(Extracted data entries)
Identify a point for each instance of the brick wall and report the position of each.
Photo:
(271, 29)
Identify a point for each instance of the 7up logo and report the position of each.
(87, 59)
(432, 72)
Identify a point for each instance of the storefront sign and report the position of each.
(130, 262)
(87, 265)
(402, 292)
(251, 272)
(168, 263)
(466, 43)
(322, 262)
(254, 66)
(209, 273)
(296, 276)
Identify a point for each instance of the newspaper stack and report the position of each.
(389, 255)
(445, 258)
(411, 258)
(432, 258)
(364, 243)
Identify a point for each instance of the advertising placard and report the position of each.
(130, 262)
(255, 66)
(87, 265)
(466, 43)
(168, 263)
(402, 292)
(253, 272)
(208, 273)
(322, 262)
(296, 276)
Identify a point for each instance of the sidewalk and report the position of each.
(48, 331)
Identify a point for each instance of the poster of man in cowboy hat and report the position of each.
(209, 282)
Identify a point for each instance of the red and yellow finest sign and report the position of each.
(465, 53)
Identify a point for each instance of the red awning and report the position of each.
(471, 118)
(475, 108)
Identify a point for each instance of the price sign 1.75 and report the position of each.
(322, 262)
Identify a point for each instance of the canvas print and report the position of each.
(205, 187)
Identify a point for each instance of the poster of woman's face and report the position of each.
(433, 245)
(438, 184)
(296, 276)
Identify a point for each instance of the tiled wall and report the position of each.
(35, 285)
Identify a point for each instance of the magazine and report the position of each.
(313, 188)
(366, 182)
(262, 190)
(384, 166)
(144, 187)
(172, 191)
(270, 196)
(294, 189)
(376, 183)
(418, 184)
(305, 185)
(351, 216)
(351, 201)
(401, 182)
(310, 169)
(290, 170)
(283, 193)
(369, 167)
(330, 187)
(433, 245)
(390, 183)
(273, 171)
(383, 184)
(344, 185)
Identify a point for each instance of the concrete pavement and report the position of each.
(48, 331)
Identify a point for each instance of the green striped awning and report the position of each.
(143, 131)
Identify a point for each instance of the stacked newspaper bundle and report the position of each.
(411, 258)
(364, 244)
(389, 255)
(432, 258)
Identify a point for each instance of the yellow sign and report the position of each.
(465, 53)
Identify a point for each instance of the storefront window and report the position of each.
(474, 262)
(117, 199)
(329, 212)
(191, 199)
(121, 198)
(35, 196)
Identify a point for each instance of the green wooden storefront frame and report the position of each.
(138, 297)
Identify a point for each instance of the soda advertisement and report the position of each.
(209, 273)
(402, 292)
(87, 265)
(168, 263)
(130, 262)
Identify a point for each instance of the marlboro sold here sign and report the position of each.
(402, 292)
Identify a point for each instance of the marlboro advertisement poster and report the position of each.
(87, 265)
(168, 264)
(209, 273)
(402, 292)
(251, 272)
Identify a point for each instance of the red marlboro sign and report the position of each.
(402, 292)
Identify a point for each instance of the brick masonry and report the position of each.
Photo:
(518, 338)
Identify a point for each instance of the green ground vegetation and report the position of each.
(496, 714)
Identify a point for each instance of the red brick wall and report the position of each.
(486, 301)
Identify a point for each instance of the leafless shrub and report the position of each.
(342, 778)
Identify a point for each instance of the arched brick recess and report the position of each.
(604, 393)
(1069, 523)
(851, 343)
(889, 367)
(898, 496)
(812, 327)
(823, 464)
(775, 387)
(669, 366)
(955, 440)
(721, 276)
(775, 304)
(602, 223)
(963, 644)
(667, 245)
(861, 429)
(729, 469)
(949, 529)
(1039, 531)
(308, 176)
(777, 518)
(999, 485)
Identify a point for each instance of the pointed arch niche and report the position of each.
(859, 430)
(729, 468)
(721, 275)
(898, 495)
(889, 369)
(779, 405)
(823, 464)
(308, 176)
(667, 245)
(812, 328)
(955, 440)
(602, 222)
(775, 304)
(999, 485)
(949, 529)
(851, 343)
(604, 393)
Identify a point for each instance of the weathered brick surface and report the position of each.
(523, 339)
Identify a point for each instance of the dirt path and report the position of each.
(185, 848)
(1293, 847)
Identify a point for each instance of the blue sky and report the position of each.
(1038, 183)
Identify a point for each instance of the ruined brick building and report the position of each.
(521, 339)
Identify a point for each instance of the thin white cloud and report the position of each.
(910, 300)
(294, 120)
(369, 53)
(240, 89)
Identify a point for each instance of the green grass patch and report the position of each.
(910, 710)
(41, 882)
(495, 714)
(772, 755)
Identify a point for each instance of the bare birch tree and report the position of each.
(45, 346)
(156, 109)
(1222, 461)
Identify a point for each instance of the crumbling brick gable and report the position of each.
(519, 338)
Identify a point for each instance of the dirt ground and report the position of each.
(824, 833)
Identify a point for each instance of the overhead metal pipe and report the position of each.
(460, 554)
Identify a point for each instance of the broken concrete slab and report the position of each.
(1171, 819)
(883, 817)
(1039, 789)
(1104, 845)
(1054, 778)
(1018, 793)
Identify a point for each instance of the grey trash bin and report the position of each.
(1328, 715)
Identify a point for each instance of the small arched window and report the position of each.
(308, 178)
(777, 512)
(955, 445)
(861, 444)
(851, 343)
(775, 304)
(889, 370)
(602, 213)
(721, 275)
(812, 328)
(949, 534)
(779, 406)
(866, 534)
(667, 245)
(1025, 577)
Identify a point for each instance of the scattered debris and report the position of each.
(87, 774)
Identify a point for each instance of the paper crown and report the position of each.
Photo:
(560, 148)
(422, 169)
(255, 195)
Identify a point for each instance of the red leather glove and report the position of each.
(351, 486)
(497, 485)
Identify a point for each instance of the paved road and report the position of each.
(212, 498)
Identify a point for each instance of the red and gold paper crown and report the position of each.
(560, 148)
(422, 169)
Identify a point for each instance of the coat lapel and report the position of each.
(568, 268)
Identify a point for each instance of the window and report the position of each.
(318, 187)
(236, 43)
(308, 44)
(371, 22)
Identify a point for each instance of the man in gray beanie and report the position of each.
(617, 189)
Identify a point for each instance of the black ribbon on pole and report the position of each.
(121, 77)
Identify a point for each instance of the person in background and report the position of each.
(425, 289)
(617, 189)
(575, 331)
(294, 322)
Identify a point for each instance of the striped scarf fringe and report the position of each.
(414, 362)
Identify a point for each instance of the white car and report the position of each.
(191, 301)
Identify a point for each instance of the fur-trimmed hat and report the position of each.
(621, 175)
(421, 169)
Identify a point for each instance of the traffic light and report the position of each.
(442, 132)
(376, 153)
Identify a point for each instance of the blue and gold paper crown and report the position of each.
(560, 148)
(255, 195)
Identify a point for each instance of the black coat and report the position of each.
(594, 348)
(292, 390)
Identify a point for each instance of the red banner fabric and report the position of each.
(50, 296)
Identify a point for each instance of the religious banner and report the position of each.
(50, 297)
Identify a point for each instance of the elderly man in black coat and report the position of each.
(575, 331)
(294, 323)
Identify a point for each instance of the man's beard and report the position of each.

Stated exercise ::
Set down each entry again, unchanged.

Solution to this exercise ::
Identify a point for each instance of the brick wall and report the position of each.
Photo:
(271, 29)
Identify a point for each instance of the 7up logo and report the position of each.
(87, 59)
(432, 72)
Identify a point for each instance of the storefront sign and report the position of each.
(130, 262)
(87, 265)
(402, 292)
(251, 272)
(168, 263)
(466, 43)
(322, 262)
(254, 66)
(209, 273)
(296, 276)
Identify a point for each instance of the newspaper stack and report the position of each.
(389, 255)
(445, 258)
(411, 258)
(432, 258)
(364, 243)
Identify a point for each instance of the advertising placard and report the position of each.
(130, 262)
(255, 66)
(87, 265)
(466, 43)
(168, 263)
(402, 292)
(253, 272)
(208, 273)
(322, 262)
(296, 276)
Identify a point for each instance of the sidewalk and report the position of each.
(48, 331)
Identify a point for each instance of the poster of man in cowboy hat and report the position of each.
(209, 282)
Identify a point for each instance of the red and yellow finest sign and report the position of each.
(465, 53)
Identify a point for each instance of the red awning and report the position of each.
(471, 118)
(475, 108)
Identify a point for each instance of the price sign 1.75 and report the position of each.
(322, 262)
Identify a point for each instance of the canvas print and report the position of each.
(205, 187)
Identify a point for each instance of the poster of woman's face and report the position of each.
(433, 245)
(438, 184)
(296, 276)
Identify a point for each instance of the tiled wall and report the position of each.
(35, 285)
Identify a point for each instance of the magazine and report the position of each.
(313, 188)
(366, 182)
(262, 190)
(384, 166)
(144, 187)
(172, 191)
(270, 196)
(294, 189)
(376, 183)
(418, 184)
(305, 185)
(351, 216)
(351, 201)
(401, 182)
(310, 169)
(290, 170)
(283, 193)
(369, 167)
(330, 187)
(433, 245)
(390, 183)
(273, 171)
(383, 184)
(344, 185)
Identify a point for each instance of the concrete pavement and report the position of each.
(48, 331)
Identify a point for each instance of the green striped awning and report the position of each.
(143, 131)
Identify a point for each instance of the stacked newspaper bundle and report the position of each.
(411, 258)
(364, 244)
(389, 255)
(432, 258)
Identify a point for each instance of the yellow sign and report the position of each.
(465, 53)
Identify a point for each instance of the storefront window and report the position of each.
(474, 262)
(117, 199)
(329, 212)
(191, 199)
(121, 198)
(35, 196)
Identify a point for each instance of the green wooden storefront frame and report the position of each.
(138, 297)
Identify a point for each instance of the soda advertisement and report the position of each.
(209, 273)
(402, 292)
(87, 265)
(168, 263)
(130, 262)
Identify a point for each instance of the marlboro sold here sign and report the position of each.
(402, 292)
Identify a point for each instance of the marlboro advertisement poster and report the position of each.
(87, 265)
(168, 264)
(209, 273)
(402, 292)
(251, 272)
Identify a point for each instance of the red marlboro sign and report the position of each.
(402, 292)
Identify a point for each instance of the brick masonry and report the position of each.
Photo:
(518, 338)
Identify a point for each instance of the green ground vegetation and report the position of each.
(496, 714)
Identify a point for each instance of the red brick wall and report the position of each.
(486, 301)
Identify a point for each instance of the leafless shrub and report the position of each.
(342, 778)
Identify a point for each instance of the arched brick recess and report the position of each.
(604, 393)
(1069, 523)
(851, 343)
(889, 367)
(898, 496)
(812, 327)
(823, 464)
(775, 387)
(669, 366)
(955, 440)
(721, 276)
(775, 304)
(602, 223)
(963, 644)
(667, 245)
(861, 429)
(729, 469)
(949, 529)
(1039, 531)
(308, 176)
(777, 518)
(999, 485)
Identify a point for each instance of the pointed arch niche and report the position of each.
(859, 430)
(729, 468)
(721, 275)
(898, 495)
(889, 369)
(779, 405)
(823, 464)
(308, 176)
(667, 245)
(812, 328)
(955, 440)
(602, 222)
(775, 304)
(999, 485)
(949, 529)
(851, 343)
(604, 393)
Identify a point for each instance of the weathered brick surface and report the position of each.
(523, 339)
Identify a point for each instance of the dirt path and report the position of each.
(185, 848)
(1293, 847)
Identify a point for each instance of the blue sky and report the position of each.
(1038, 183)
Identify a point for each instance of the ruined brick building and report the position of each.
(521, 339)
Identify a point for each instance of the thin white cloud and report the position of each.
(910, 300)
(294, 120)
(369, 53)
(240, 89)
Identify a point for each instance of the green grass patch and report the position of each.
(910, 710)
(41, 882)
(495, 714)
(772, 755)
Identify a point for each instance of the bare birch tree and report the position of each.
(45, 346)
(156, 109)
(1222, 461)
Identify a point for each instance of the crumbling brick gable and report the position of each.
(519, 338)
Identify a point for each instance of the dirt ground and report the position of each.
(824, 833)
Identify a point for each instance of the overhead metal pipe and report the position of each.
(460, 554)
Identify a point for each instance of the broken concrete slab and report the position of each.
(1171, 819)
(883, 817)
(1039, 789)
(1104, 845)
(1054, 778)
(1018, 793)
Identify a point for each instance of the grey trash bin and report the position of each.
(1328, 715)
Identify a point for each instance of the small arched window and report the position of each.
(308, 178)
(777, 512)
(955, 445)
(861, 444)
(851, 343)
(775, 304)
(889, 370)
(602, 213)
(721, 275)
(812, 328)
(949, 534)
(779, 406)
(866, 534)
(667, 245)
(1025, 577)
Identify a point for each instance of the scattered debris and report the position of each.
(87, 774)
Identify a point for each instance of the paper crown and report the position of each.
Photo:
(560, 148)
(422, 169)
(255, 195)
Identify a point for each instance of the red leather glove and report the position of each.
(351, 486)
(497, 485)
Identify a point for each instance of the paved road and report the position of each.
(212, 498)
Identify a point for each instance of the red and gold paper crown and report the position of each.
(560, 148)
(422, 169)
Identify a point for each instance of the coat lapel and report the position of each.
(568, 268)
Identify a point for each instance of the window and report the position of each.
(318, 187)
(236, 43)
(308, 44)
(371, 22)
Identify a point for each instance of the man in gray beanie and report the position of each.
(617, 189)
Identify a point for each instance of the black ribbon on pole and report the position of each.
(121, 77)
Identify a point for each instance of the person in background and report the position of each.
(425, 289)
(617, 189)
(575, 331)
(294, 322)
Identify a point for each instance of the striped scarf fringe and report the position of each.
(414, 362)
Identify a point for each instance of the white car and report the position of each.
(191, 301)
Identify a point for each instance of the fur-trimmed hat and report the position of each.
(621, 175)
(421, 169)
Identify a point for each instance of the traffic light and report the position of each.
(442, 132)
(376, 153)
Identify a point for each instance of the blue and gold paper crown and report the position of each.
(560, 148)
(255, 195)
Identify a point for each instance of the black coat and report the position of each.
(594, 348)
(292, 390)
Identify a point for each instance of the red banner fabric and report the position of each.
(50, 296)
Identify a point for each instance of the religious banner and report the position of each.
(50, 297)
Identify a point for each instance of the elderly man in black coat and report the position of each.
(575, 331)
(294, 323)
Identify a point for each instance of the man's beard and report the position of each.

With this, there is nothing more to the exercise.